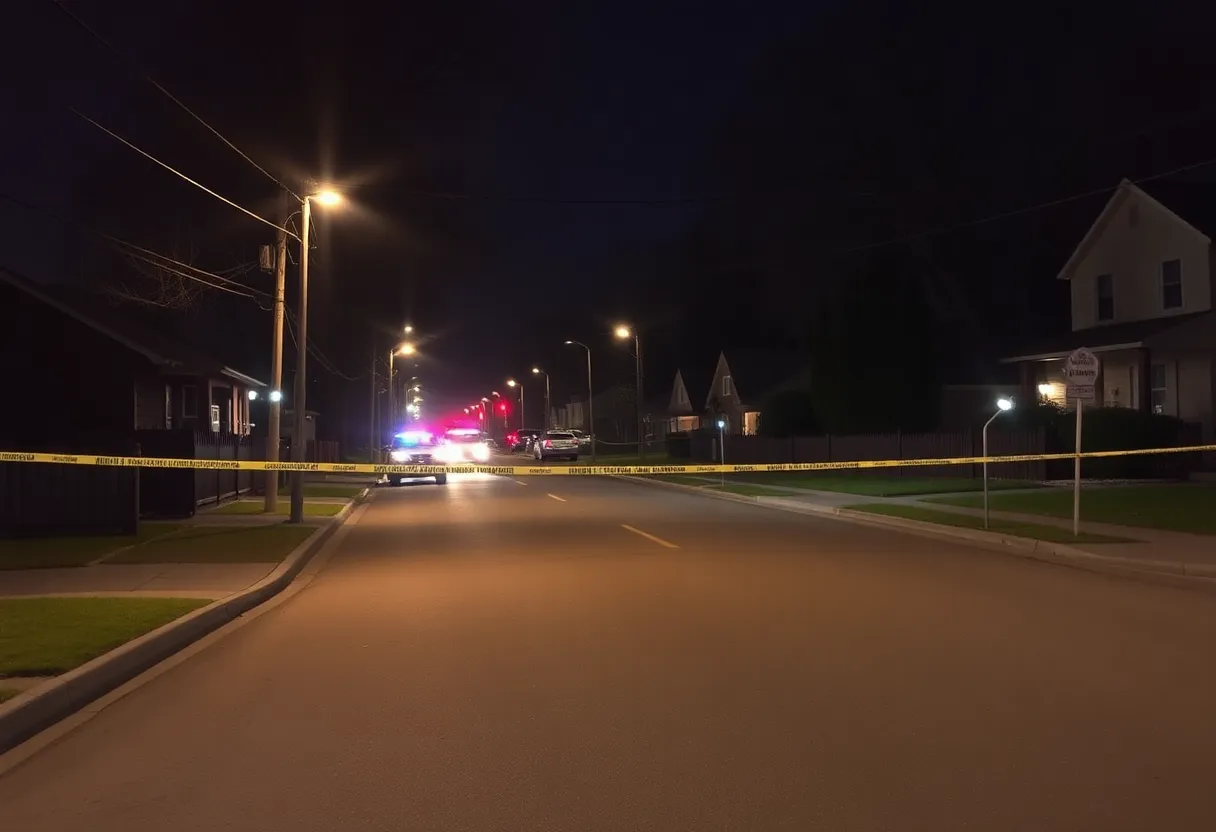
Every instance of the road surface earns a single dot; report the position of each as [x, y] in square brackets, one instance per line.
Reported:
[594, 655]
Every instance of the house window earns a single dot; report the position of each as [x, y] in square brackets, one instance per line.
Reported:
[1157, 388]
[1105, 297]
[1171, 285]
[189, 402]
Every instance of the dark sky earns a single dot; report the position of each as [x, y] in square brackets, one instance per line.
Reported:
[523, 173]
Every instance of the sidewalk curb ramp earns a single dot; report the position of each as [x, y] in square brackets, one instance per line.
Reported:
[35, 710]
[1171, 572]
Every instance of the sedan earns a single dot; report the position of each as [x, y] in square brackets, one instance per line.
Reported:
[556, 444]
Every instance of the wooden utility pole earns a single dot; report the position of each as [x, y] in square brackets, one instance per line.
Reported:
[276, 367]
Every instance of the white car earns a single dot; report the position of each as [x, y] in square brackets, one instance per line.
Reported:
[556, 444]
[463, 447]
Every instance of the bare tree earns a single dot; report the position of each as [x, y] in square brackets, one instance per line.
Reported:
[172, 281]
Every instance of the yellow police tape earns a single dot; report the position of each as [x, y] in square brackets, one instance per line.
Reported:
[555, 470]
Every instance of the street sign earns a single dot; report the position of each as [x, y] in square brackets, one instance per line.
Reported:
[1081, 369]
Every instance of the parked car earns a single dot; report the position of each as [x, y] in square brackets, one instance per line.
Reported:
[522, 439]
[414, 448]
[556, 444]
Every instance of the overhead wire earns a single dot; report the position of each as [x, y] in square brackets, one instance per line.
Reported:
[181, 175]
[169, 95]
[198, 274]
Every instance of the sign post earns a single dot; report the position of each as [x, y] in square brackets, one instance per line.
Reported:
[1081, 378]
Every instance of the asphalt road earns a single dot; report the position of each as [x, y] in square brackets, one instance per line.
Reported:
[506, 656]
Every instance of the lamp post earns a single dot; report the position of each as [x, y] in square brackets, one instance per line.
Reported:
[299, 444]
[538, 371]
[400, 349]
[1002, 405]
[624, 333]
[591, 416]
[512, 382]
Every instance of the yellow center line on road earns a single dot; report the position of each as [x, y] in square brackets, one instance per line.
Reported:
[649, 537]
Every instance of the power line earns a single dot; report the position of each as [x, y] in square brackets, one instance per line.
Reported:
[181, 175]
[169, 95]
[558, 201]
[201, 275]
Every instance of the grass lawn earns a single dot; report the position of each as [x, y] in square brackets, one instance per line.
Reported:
──────────
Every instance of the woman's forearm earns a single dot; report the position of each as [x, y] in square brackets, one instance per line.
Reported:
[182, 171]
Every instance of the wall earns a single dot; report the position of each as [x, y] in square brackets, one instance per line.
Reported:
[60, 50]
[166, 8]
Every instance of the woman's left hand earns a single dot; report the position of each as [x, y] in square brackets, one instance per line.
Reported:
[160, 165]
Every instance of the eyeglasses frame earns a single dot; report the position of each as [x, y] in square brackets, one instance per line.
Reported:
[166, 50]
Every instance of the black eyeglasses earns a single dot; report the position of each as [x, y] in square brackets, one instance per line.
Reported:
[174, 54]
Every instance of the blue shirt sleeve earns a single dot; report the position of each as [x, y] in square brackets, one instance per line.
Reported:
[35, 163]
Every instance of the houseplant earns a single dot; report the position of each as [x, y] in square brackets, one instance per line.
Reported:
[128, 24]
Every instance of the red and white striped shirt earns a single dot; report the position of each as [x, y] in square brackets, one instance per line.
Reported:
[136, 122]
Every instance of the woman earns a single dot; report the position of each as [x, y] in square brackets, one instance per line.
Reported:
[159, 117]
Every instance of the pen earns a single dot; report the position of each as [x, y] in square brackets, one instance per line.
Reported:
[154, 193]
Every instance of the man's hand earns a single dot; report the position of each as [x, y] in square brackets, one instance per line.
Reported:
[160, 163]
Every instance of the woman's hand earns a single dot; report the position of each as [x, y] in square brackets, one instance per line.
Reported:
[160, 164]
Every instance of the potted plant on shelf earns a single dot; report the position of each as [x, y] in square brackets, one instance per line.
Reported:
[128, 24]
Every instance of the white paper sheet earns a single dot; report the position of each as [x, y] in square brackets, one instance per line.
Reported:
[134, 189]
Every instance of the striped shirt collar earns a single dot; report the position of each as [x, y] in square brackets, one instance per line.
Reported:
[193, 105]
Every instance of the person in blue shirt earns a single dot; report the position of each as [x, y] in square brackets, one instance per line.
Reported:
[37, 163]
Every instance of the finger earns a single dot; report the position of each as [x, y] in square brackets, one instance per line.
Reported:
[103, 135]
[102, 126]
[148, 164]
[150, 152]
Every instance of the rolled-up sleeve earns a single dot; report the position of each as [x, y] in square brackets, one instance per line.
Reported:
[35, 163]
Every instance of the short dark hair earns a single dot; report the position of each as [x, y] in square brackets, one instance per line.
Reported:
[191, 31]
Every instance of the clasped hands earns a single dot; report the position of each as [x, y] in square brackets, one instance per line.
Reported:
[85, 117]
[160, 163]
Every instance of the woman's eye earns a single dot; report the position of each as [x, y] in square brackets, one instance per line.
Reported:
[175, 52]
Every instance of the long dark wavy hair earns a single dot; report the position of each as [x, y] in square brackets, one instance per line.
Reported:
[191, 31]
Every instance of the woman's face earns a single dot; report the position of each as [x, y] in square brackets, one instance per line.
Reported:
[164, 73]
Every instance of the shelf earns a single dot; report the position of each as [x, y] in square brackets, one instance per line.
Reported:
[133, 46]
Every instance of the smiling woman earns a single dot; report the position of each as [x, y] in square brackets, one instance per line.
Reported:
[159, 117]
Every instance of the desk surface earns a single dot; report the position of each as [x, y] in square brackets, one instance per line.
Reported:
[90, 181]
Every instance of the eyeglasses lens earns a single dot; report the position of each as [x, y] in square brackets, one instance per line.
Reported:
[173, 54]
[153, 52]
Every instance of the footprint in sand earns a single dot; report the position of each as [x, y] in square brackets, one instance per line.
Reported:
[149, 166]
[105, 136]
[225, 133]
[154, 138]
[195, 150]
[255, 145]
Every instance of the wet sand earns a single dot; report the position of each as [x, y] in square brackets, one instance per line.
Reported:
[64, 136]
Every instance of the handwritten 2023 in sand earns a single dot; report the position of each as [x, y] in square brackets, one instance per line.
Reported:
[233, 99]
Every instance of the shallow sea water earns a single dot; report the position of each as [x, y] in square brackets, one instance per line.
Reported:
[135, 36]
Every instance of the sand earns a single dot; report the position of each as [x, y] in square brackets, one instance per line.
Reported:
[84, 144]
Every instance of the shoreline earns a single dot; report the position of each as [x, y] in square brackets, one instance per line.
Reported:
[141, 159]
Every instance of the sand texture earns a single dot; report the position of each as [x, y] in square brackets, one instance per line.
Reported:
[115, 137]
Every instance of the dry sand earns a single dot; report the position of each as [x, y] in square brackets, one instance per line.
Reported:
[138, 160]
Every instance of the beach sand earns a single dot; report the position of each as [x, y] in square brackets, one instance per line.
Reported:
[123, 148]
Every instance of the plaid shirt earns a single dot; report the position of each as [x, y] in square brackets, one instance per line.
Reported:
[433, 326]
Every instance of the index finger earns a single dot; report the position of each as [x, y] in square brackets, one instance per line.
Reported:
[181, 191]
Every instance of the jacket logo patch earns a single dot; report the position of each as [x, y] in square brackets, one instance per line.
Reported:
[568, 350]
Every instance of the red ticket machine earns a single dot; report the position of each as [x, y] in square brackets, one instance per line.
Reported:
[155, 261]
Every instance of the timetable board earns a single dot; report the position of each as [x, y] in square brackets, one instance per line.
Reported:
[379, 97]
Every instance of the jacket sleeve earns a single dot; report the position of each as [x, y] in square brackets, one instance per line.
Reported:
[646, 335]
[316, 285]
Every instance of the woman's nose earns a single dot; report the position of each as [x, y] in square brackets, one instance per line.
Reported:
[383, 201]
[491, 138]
──────────
- Given request
Recast the lines from the one containing "Every instance of the parked" through the one containing "[1081, 378]", both included, as a Markdown table with the columns Number and Line, omitting any blank lines.

- Reply to the task
| Number | Line |
|---|---|
| 1 | Every instance of the parked car earns a single dot; report the position of each as [x, y] in square brackets, one instance per line. |
| 2 | Reported: |
| 3 | [522, 439] |
| 4 | [414, 448] |
| 5 | [556, 444] |
| 6 | Every instance of the overhead wire earns a single dot; report the position of each as [x, y] in square brackets, one instance per line. |
| 7 | Reported: |
| 8 | [181, 175] |
| 9 | [169, 95] |
| 10 | [198, 274] |
| 11 | Every instance of the sign post earns a single dot; report the position of each as [x, y] in square brackets, one instance per line. |
| 12 | Reported: |
| 13 | [1081, 378] |